WHAT NEEDS TO BE DONE:
From the records below, pull out every line that contains the string "text", matching case exactly.

GIVEN RECORDS:

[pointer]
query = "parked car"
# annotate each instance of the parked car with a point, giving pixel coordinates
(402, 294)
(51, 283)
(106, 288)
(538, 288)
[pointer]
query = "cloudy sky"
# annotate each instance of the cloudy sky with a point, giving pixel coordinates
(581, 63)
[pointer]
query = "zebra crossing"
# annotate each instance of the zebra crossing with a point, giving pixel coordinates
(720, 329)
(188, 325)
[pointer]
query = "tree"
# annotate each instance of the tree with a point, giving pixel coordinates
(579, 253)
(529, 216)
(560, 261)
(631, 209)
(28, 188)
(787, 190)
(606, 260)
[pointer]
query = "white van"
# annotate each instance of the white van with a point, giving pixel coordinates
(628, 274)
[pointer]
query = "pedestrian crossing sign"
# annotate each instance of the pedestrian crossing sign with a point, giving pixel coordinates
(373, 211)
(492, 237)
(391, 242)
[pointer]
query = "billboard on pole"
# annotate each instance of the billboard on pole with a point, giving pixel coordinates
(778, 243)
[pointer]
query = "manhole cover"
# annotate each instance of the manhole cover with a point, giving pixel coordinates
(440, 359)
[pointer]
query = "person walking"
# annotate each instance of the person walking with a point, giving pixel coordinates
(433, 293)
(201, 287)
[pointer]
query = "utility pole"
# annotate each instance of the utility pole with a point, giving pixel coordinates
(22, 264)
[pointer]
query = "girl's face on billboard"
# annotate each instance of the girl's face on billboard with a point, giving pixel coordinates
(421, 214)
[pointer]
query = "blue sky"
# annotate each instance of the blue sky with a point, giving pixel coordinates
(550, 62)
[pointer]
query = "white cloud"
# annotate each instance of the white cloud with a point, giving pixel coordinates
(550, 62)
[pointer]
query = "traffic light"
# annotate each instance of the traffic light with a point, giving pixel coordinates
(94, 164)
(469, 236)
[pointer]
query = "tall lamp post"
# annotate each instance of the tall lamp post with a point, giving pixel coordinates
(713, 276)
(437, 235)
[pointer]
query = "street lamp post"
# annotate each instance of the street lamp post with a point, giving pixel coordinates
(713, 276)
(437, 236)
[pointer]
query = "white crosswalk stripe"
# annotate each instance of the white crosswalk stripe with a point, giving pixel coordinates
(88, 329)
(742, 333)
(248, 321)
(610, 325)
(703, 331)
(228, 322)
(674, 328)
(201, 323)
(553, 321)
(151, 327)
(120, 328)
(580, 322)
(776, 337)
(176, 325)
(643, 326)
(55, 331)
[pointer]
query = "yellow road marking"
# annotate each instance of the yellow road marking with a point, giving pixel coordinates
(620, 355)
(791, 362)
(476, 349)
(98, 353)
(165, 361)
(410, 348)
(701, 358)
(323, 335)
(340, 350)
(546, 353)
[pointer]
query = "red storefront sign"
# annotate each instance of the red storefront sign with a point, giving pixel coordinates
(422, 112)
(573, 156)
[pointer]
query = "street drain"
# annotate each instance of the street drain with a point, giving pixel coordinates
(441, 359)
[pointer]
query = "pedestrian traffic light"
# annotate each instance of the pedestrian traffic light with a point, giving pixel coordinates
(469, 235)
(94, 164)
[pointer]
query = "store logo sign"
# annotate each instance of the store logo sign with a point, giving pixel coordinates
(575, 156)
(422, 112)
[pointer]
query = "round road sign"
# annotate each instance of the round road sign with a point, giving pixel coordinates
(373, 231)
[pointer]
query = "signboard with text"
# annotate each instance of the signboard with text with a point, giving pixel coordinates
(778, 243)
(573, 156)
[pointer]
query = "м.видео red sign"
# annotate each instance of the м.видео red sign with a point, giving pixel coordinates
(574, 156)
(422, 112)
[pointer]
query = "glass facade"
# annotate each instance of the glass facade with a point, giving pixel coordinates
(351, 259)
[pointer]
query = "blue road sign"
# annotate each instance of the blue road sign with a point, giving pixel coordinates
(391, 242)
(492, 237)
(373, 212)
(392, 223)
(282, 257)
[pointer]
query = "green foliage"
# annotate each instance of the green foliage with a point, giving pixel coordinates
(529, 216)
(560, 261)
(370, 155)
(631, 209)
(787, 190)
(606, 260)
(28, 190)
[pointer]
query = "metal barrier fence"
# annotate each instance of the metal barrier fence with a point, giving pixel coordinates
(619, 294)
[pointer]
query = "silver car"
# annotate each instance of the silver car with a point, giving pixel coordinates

FULL RESPONSE:
query = "signboard with text"
# annotate each instance of the signboard with text with a point, giving pixel coordinates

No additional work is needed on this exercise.